* [TASKS TO CARRY OUT]:
A – Translate this sentence from the post about the church leaders' letter on US military aid to Israel into Spanish: "Indeed, that’s kind of the spiritual leaders’ gig, as I understand it."
B – From the post about the church leaders' letter on US military aid to Israel, write out the passage starting with "And just so" and going on through "should be investigated.".

* [PAGE]:
========
The best way to achieve nothing.

Here we go.

Some non-Jews have questioned the morality of Israel’s army and are working to undercut US military aid to Israel. And American Jews are losing it.

Major American Jewish organizations said Wednesday they have cancelled talks with liberal Protestant leaders after the churches sought an investigation of US military aid to Israel.

…The church leaders said in an Oct. 5 letter to Congress that Israel was guilty of widespread human rights violations against Palestinians that violated U.S. legal standards for recipients of military aid.

Rabbi Steven Wernick, chief executive of the United Synagogue of Conservative Judaism called the claims “repugnant, regrettable and morally misguided.”

Sigh.

I am of at least two minds (if not five or twelve) on this whole turn of affairs, but let’s start here:

First of all, no, Rabbi Wernick, with all due respect (and I speak as an active member of your movement), there’s nothing “repugnant” nor “morally misguided” in saying that there are “widespread Israeli human rights violations committed against Palestinian civilians.” It’s factually accurate (if you don’t trust me, ask the United Nations. If you don’t trust the UN, ask Israeli human rights NGO B’Tselem. If you don’t trust B’Tselem, ask the US State Department), and there’s absolutely nothing morally misguided about spiritual leaders calling on political leaders to stop abusing the lives and dignity of those under their decidedly un-democratic rule. Indeed, that’s kind of the spiritual leaders’ gig, as I understand it. If you don’t trust me, ask Isaiah.

And just so we’re clear: The church leaders in question also condemned “the horror and loss of life from rocket attacks from Gaza and past suicide bombings, [and] the broad impact that a sense of insecurity and fear has had on Israeli society,” adding “each party—Israeli and Palestinian—bears responsibilities for its actions.”

But yes. There is a “regrettable” aspect to the letter: The fact that many American organizations feel comfortable taking issue with Israel’s actions without turning a similar light on abuses perpetrated by other U.S. aid recipients. There is a paragraph that reads

While this letter focuses on U.S.-Israel relations and the Israel-Palestine conflict, these are laws that we believe should be enforced in all instances regardless of location. All allegations regarding the misuse of U.S. supplied arms should be investigated.

But I don’t know: Have there been a lot of letters about military aid to Egypt or any other countries?

In this regard—though I’m certain many of my co-religionists will cry “anti-Semitism!”—I think we’re better served looking at two more positive sources for the focus on Israel: Israel’s openness (Egyptian human rights activists don’t enjoy quite the same freedoms that B’Tselem does), and the close Judeo-Christian relationship.
========
* [DATASET RECORDS]:
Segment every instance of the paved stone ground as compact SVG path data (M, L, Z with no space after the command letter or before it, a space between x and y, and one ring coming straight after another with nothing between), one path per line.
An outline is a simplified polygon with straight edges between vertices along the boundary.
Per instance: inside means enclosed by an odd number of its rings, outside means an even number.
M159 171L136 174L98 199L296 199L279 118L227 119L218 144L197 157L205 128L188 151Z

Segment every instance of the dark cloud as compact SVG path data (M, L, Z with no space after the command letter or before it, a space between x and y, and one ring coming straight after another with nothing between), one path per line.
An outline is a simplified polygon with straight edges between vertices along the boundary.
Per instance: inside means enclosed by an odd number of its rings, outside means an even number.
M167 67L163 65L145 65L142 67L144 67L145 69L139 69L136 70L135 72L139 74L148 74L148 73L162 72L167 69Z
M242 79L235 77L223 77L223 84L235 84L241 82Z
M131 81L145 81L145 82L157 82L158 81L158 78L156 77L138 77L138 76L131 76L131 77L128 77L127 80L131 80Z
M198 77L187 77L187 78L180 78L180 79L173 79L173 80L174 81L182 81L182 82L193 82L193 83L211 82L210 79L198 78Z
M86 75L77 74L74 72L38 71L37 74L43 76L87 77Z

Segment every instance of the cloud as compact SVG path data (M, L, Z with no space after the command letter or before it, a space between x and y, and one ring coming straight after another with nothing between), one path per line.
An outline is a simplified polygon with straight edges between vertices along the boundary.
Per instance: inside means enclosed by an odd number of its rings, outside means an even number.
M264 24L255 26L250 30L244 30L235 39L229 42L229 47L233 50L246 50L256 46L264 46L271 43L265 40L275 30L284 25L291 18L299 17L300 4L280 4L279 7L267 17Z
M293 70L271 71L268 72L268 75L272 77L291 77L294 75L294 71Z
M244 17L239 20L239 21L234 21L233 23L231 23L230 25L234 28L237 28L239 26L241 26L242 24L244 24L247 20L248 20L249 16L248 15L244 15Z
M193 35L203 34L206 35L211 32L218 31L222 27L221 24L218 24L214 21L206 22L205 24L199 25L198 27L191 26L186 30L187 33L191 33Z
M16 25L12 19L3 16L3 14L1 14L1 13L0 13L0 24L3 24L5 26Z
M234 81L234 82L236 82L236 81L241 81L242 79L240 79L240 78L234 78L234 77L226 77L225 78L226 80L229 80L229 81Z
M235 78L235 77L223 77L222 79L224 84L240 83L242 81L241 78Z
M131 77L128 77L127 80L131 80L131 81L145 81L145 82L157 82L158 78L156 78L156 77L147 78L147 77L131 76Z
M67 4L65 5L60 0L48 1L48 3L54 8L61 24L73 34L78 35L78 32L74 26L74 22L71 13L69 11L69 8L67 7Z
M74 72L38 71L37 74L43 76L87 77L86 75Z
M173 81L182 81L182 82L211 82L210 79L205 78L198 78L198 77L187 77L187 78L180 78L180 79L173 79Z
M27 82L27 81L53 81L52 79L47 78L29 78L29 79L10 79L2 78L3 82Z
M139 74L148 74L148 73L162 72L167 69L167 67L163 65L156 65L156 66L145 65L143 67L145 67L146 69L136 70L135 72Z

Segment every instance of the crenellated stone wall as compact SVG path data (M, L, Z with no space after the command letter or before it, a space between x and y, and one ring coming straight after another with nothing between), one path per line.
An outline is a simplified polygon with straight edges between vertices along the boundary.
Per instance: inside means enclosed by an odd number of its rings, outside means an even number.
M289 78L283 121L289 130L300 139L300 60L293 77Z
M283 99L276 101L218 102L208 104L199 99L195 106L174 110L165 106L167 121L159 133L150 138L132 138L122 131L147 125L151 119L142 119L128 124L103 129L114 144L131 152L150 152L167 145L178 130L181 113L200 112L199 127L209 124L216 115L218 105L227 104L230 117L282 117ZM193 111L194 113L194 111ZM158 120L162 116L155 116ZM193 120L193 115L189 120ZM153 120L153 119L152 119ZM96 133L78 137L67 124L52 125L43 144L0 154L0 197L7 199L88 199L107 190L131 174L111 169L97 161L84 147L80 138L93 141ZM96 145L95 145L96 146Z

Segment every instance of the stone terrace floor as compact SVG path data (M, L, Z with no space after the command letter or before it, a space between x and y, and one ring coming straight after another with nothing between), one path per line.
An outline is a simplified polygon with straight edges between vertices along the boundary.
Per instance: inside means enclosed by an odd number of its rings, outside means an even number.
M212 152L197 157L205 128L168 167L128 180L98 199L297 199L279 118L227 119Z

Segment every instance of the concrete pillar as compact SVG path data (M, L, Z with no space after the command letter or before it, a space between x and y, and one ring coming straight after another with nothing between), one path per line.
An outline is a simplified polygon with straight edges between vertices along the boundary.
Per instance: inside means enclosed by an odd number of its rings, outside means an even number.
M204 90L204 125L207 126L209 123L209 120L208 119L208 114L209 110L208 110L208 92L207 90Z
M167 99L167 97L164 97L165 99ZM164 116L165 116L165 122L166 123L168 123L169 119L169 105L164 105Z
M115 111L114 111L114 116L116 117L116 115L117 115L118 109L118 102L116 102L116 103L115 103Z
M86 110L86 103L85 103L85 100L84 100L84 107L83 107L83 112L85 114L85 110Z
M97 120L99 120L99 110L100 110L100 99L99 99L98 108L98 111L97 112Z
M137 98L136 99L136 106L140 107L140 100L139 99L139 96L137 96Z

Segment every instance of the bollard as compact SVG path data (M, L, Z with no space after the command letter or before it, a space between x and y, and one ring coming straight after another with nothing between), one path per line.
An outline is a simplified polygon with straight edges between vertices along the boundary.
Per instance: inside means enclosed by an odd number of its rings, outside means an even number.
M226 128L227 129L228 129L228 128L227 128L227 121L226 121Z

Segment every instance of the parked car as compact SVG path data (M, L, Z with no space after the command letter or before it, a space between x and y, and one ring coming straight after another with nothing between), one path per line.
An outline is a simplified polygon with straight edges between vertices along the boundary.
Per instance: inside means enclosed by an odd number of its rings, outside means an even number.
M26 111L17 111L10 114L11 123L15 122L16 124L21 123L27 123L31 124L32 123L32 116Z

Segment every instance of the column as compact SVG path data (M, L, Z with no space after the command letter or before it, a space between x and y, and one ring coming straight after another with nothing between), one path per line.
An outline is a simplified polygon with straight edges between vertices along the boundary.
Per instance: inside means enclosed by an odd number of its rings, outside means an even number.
========
* [RESPONSES]:
A – De hecho, ese es más o menos el oficio de los líderes espirituales, según lo entiendo.

B –
And just so we’re clear: The church leaders in question also condemned “the horror and loss of life from rocket attacks from Gaza and past suicide bombings, [and] the broad impact that a sense of insecurity and fear has had on Israeli society,” adding “each party—Israeli and Palestinian—bears responsibilities for its actions.”

But yes. There is a “regrettable” aspect to the letter: The fact that many American organizations feel comfortable taking issue with Israel’s actions without turning a similar light on abuses perpetrated by other U.S. aid recipients. There is a paragraph that reads

While this letter focuses on U.S.-Israel relations and the Israel-Palestine conflict, these are laws that we believe should be enforced in all instances regardless of location. All allegations regarding the misuse of U.S. supplied arms should be investigated.